## HOW TO COMPLETE THIS TASK:
Give back the records below exactly, every one, with no pictures.

## DATA EXTRACTS:
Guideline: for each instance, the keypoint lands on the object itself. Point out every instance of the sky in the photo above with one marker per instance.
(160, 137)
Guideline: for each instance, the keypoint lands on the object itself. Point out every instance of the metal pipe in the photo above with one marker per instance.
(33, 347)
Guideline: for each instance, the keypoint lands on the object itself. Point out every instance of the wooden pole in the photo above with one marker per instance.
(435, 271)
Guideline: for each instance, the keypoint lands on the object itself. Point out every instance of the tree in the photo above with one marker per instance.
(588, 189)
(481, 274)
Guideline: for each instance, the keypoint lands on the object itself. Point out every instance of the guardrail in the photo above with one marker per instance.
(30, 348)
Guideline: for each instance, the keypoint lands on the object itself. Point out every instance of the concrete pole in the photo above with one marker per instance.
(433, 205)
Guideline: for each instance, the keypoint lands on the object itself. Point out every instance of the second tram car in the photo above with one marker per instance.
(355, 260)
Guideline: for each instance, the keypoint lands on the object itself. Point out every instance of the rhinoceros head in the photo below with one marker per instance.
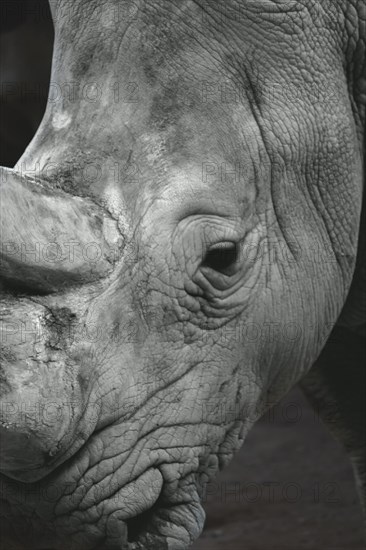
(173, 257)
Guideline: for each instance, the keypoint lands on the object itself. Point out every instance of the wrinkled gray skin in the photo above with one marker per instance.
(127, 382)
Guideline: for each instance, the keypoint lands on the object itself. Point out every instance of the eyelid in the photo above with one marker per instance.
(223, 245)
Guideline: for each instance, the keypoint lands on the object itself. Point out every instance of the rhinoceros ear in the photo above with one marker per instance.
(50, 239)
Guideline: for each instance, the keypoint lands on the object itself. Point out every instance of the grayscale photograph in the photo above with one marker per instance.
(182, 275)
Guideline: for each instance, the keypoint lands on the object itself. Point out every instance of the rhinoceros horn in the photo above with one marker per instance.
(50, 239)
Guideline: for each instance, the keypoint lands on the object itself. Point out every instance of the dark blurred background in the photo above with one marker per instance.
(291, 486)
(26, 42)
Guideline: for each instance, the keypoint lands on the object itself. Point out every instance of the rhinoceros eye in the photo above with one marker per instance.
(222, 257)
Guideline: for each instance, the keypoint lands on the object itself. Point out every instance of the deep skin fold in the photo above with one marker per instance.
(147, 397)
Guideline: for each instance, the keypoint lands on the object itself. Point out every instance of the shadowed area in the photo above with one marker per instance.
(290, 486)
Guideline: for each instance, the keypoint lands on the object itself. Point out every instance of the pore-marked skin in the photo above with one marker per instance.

## EXPECTED OUTPUT:
Guideline: for each instance, the keypoint lands on the object itself. Point out every instance of the sky in the photo above with one marker per instance.
(160, 137)
Guideline: for each instance, the keypoint lands on the object itself. Point out every instance of the metal pipe in the photo above with one marker per instance.
(33, 347)
Guideline: for each instance, the keypoint lands on the object itself. Point out every instance of the wooden pole in the photo above with one marker per instance.
(435, 271)
Guideline: for each instance, the keypoint lands on the object itself. Point out every instance of the tree in the photo above with one marker per instance.
(588, 189)
(481, 274)
Guideline: for each instance, the keypoint lands on the object itself. Point out every instance of the guardrail in the photo above with one marker per instance.
(30, 348)
Guideline: for each instance, the keypoint lands on the object itself. Point out every instance of the concrete pole in the photo above with one marker per instance.
(433, 205)
Guideline: for each instance, the keypoint lands on the object itself. Point out every instance of the second tram car in the photo above with one marker per instance.
(355, 260)
Guideline: for each instance, the keypoint lands on the object itself. Point out every instance of the rhinoceros head in the photo below with one marker per instance.
(173, 257)
Guideline: for each instance, the keypoint lands on the object itself. Point out every instance of the wrinkled gray skin in the photo above with one marker per instance.
(127, 382)
Guideline: for each instance, the keypoint lands on the object itself. Point out every instance of the eyelid in the photo above with one marker per instance.
(223, 245)
Guideline: for each instance, the keypoint lands on the object itself. Point out every instance of the rhinoceros ear in the photo above with one marker per instance.
(50, 239)
Guideline: for each instance, the keypoint lands on the object itself. Point out every instance of the grayscale photograph in the photo above with one marker per instance.
(182, 275)
Guideline: for each instance, the keypoint lands on the object itself. Point out every instance of the rhinoceros horn in the photo above with one marker per instance.
(50, 239)
Guideline: for each instance, the keypoint lands on the object itself. Point out every instance of the dark blurred background in the photo above with one marker per instance.
(291, 486)
(26, 42)
Guideline: for each instance, the keypoint lands on the object itself. Point out every instance of the rhinoceros eye in the photo above with one marker per instance.
(222, 257)
Guideline: for each instance, the keypoint lands on the object itself. Point out every instance of the deep skin fold in the photo above with one marker per instance.
(147, 397)
Guideline: for each instance, the keypoint lands on the object itself. Point out every instance of the shadowed area in the photo above with one marker per instance.
(290, 486)
Guideline: for each instance, the keypoint lands on the object itself. Point out every instance of the pore-marked skin in the photo above with one marker per instance.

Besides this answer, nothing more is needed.